- _To be done_
Will you restate verbatim the lines running from the line with "the form (999,170);" to the end of the data, leaving out everything else?

- _Records for processing_
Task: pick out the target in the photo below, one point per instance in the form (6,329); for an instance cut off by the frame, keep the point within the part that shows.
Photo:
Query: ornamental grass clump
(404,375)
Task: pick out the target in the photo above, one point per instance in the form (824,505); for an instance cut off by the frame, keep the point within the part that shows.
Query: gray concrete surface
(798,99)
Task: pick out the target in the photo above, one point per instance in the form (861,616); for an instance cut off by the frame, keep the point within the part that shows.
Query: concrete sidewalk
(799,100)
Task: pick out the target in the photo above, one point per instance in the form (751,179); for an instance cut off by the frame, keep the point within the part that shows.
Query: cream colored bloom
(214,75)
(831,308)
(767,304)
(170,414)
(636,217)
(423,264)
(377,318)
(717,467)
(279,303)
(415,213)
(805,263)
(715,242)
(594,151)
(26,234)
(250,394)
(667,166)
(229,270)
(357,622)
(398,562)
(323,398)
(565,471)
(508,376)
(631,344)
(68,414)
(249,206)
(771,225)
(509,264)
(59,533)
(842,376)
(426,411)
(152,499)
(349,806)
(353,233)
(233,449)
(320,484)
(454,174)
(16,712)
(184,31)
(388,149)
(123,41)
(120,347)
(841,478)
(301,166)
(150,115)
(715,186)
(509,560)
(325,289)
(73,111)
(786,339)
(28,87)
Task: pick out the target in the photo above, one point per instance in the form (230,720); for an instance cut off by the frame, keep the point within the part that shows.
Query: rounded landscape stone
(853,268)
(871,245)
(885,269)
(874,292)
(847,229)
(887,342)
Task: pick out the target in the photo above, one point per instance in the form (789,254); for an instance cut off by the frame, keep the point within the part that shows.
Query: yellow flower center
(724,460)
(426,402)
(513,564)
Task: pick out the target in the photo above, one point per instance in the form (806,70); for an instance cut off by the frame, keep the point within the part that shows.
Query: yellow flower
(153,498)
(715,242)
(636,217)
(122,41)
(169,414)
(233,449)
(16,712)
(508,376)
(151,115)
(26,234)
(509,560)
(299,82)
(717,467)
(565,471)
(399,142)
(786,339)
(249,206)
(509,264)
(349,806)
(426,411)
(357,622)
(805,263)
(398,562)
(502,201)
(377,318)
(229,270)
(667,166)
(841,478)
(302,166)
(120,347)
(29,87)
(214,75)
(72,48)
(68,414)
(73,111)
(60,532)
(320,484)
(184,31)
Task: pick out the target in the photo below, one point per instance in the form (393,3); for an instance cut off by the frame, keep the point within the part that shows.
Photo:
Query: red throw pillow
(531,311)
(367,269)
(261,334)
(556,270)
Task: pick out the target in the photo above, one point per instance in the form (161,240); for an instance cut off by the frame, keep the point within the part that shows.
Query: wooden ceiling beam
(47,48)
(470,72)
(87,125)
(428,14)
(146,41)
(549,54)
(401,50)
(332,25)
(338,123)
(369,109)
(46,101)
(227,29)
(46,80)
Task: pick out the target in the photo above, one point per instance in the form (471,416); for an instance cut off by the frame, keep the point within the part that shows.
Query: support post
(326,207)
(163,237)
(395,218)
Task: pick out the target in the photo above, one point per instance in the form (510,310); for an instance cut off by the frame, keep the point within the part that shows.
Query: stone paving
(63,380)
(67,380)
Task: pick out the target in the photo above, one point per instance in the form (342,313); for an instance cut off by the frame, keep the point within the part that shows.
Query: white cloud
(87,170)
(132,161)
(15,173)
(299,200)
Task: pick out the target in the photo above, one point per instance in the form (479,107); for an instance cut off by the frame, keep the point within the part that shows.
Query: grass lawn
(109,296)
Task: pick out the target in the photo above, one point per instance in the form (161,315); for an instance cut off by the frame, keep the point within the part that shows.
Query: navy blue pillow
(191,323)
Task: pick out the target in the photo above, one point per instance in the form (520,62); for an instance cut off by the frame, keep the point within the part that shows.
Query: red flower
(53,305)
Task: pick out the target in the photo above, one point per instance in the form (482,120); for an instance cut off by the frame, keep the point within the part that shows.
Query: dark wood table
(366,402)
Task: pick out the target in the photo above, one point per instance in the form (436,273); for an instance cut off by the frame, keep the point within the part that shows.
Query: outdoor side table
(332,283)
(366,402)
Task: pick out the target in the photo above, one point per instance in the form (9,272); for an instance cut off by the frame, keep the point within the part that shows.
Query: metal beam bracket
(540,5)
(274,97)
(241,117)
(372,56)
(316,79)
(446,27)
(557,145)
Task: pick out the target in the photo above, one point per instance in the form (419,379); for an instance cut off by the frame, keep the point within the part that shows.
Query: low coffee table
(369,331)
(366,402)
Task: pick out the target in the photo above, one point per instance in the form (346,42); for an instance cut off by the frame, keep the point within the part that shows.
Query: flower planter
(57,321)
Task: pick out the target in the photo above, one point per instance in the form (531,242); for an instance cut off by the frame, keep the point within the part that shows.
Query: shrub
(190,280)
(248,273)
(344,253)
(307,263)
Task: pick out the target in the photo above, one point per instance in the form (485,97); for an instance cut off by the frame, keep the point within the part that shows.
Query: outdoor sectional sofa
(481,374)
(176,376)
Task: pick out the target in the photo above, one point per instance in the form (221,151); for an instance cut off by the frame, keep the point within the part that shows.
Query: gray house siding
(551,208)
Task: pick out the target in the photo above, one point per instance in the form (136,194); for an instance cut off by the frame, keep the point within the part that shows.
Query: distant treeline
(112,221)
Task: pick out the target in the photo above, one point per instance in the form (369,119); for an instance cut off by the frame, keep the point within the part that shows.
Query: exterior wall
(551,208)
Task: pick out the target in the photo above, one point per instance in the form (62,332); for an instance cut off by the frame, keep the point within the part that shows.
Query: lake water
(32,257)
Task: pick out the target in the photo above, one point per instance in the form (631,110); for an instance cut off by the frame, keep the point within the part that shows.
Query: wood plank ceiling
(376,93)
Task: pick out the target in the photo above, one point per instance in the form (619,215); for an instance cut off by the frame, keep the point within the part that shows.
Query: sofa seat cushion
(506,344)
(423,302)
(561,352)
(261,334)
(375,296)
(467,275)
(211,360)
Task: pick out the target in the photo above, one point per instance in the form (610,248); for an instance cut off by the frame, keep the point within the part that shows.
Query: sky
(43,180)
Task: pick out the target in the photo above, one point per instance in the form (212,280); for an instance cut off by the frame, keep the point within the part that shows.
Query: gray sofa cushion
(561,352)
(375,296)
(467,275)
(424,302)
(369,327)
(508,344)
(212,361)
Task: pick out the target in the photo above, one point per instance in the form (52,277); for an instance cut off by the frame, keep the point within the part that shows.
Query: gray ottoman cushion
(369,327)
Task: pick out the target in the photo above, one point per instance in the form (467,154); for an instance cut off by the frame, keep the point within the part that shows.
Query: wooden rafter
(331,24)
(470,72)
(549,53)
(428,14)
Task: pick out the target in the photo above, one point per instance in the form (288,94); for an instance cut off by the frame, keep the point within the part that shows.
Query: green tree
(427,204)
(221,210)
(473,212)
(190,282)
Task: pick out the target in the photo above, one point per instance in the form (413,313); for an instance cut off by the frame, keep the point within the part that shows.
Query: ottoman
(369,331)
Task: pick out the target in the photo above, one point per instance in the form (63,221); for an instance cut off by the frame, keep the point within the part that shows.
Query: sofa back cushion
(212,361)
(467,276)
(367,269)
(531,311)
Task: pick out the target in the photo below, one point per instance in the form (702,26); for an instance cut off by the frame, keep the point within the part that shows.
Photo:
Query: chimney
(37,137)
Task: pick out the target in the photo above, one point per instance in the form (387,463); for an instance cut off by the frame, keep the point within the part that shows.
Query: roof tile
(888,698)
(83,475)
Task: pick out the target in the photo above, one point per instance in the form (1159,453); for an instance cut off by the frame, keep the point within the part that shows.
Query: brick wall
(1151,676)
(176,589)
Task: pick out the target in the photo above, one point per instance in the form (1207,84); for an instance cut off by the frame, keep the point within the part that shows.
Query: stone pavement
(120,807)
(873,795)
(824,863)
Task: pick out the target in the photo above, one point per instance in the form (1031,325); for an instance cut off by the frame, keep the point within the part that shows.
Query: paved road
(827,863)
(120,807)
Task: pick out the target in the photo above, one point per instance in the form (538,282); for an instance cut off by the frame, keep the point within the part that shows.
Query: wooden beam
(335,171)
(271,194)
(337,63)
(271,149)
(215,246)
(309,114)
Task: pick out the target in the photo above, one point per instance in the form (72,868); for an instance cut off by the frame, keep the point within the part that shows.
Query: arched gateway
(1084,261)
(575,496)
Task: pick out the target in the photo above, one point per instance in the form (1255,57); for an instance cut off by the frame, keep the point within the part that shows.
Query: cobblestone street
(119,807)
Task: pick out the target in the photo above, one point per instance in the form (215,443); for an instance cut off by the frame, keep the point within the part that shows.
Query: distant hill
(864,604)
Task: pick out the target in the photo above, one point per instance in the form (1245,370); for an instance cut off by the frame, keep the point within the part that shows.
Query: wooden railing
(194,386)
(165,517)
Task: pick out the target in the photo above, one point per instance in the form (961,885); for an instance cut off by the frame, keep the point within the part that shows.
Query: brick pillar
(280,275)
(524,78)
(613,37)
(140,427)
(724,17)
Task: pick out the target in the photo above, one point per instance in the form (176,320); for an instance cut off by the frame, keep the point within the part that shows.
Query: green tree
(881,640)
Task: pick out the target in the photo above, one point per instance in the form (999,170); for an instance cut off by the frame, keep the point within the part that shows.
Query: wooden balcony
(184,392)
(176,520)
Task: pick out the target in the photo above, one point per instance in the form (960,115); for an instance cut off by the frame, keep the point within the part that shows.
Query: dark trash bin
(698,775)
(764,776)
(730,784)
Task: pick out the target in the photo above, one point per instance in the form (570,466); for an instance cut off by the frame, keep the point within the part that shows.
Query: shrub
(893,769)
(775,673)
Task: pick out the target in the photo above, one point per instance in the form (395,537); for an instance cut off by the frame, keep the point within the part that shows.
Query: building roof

- _The result_
Task: pick out the target in the photo above, one point per instance in the form (999,170); for an instance cut off by the frame, keep the point within the part that shows.
Query: wooden balcony
(184,392)
(176,520)
Task: pick out the target in the photo above, one point per instance in the form (960,115); for an instance cut off by the frame, keep the point within the part that shows.
Query: dark trash bin
(698,775)
(764,776)
(730,784)
Task: pick out the target in the photo above, one point per instance in the form (570,466); for an instance cut off by the frame, keep the point within the part that shows.
Query: shrub
(893,769)
(775,673)
Task: pick out the target in the photo above, one point per instance in the form (395,537); for an instance cut off by the frame, keep the point within the part that shows.
Query: building roof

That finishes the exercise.